* _Extract provided_:

____

Stimuli, design, and procedure

Setup for this experiment was nearly identical to that described for Experiment 1. The one major difference was in the test face displayed during the adjustment portion of the trial. Instead of adjusting an intact face to match the perceived mean of the preceding set, observers adjusted a test face containing the complementary missing information (to maintain consistency, this was also true for the standard sets where all information was visible). In our stimuli, forehead, nose, and chin information was absent in the behind and front conditions, and thus that was what was visible to observers during the adjustment phase (Figure 4).

Results and Discussion

Results were analyzed as described in Experiment 1. Observers whose performance was two standard deviations worse than the average performance for any condition were excluded from analysis, resulting in the exclusion of three observers, for a total of 12 participants.

Results of this experiment are displayed in Figure 5. There was a significant effect of viewing condition, as revealed by a one-way repeated-measures ANOVA, F(2, 22) = 3.91, p = .04, η = .26. Performance appears to have suffered to the same extent in both the behind and front conditions relative to the standard conditions (although a post hoc Tukey HSD test revealed no differences among conditions: M_behind = 64.8; M_front = 65.1; M_standard = 58.5). These results suggest that when information is obscured from view, individuals are not explicitly averaging the missing information, or are doing so poorly. Amodal completion may not actually allow the visual system to recreate the missing information, but rather support a best-guess heuristic, akin to visual completion. Performance in the standard condition may be marginally better than the front and behind conditions because observers do not have to visually complete any information. Also note that performance in the standard condition suffered in this task relative to Experiment 1, as revealed by a between-subjects t test, t(48) = − 2.25, p = .03, because the relative amount of information available in the test stimulus itself is reduced.

Figure 5.

Average absolute error for the three ensemble identity conditions when observers adjusted complementary missing face information for Experiment 2. There was a significant effect of condition at the p < .05 level. Error bars indicate standard error of the mean.

____

* _Data_:

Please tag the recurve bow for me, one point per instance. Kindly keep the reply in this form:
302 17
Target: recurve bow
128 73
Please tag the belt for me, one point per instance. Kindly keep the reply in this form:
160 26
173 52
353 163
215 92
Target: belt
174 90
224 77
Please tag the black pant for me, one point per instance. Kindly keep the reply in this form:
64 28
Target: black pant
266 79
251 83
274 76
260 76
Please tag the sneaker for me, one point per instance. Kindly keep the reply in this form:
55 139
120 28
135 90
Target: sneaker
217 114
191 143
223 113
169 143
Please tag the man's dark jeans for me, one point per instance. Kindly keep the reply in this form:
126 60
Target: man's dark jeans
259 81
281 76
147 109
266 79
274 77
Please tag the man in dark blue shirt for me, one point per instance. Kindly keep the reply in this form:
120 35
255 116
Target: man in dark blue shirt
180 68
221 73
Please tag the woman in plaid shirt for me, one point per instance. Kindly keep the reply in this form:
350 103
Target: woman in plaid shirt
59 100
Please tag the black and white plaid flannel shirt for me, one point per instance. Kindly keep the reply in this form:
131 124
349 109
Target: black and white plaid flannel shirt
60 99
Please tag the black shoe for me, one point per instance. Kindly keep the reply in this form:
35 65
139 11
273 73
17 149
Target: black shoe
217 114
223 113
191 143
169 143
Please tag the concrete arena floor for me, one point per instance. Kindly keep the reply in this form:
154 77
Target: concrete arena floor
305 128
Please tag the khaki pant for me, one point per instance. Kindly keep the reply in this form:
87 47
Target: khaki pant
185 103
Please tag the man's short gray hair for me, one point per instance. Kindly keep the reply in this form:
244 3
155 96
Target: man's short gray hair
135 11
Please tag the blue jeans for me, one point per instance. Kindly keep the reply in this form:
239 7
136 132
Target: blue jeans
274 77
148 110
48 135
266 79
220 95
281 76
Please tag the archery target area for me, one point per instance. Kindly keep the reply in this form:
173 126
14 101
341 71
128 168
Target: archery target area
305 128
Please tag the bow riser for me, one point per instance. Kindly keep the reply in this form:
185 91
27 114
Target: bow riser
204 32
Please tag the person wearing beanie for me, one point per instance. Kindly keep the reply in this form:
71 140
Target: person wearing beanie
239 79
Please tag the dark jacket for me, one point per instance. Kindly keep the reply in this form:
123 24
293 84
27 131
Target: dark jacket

____

* _Problems_:
(A) In two sentences, summarize the face-averaging experiment excerpt.
(B) Carry on the face-averaging experiment excerpt from the point where it stops.

* _Answers for the tasks_:
(A) Experiment 2 used nearly the same setup as Experiment 1, except that observers adjusted a test face showing only the complementary missing information: forehead, nose, and chin. After three observers were excluded, a one-way repeated-measures ANOVA on 12 participants found a significant effect of viewing condition, which suggests that people do not explicitly average obscured information, or do so poorly.

(B)
Experiment 3

This experiment generalizes the findings established in Experiment 1 by exploring high-level, amodal ensemble representations for sets of faces varying in expression. Although substantial evidence points to robust ensemble perceptual abilities for both identity and emotion (Fockert & Wolfenstein, 2009; Haberman & Whitney, 2007, 2010), one cannot assume equivalence given their well-established behavioral and neural independence (Bruce & Young, 1986; Haxby & Gobbini, 2011).

Method

Participants

Twenty Rhodes College undergraduates, aged 18 to 21 years, participated in this study for either course credit or monetary compensation. The compensation rate was $10 per hour. All participants gave informed consent and had normal or corrected-to-normal vision.

Stimuli and design

Observers were presented with sets of faces that differed in emotional expression (Figure 6). In this experiment, the face morphs constituted a circle of 360 expressions (as with the identity stimuli), spanning from angry to happy to sad and back to angry. Faces came from the publicly available Karolinska Directed Emotional Faces database (KDEF; Lundqvist, Flykt, & Öhman, 1998). Distance between two given faces was nominally measured in emotional units. As in Experiment 1, there were three conditions: behind, front, and standard. Faces in the behind and front conditions were 292 × 292 pixels in size, subtending 8.5° × 8.5° degrees of visual angle. Faces in the standard condition were 122 × 158 pixels in size, subtending 3.5° × 4.6° of visual angle. The subsequent test face was 121 × 158, subtending 4.4° × 5.7° of visual angle.

Figure 6.

Conditions and procedure for Experiment 3. Observers viewed randomly interleaved conditions and adjusted a test face to match the mean expression of the preceding set.

As described earlier, observers were presented with sets of four faces varying in emotional expression (±13 and ±39 emotional units from the mean). The mean of each set was randomly selected on every trial, and then the set items were centered on that mean.

Procedure

The task was nearly identical to that described in Experiment 1, but instead of reporting the average identity, observers reported the average expression (Figure 6). As in the previous experiment, observers viewed each set for 1 s, followed by a single test face after a 250-ms ISI. Observers adjusted the test face to match the average expression of the preceding set of faces.

Prior to beginning the experiment, observers performed 24 practice trials in the standard condition, consistent with the number from the previous experiments. For the primary task, observers performed 80 test trials in each of the three conditions, for a total of 240 test trials.

Results

Performance was assessed as described earlier. Observers whose performance was two standard deviations worse than the average performance for any condition were excluded from analysis, resulting in the exclusion of three observers, for a total of 17 participants.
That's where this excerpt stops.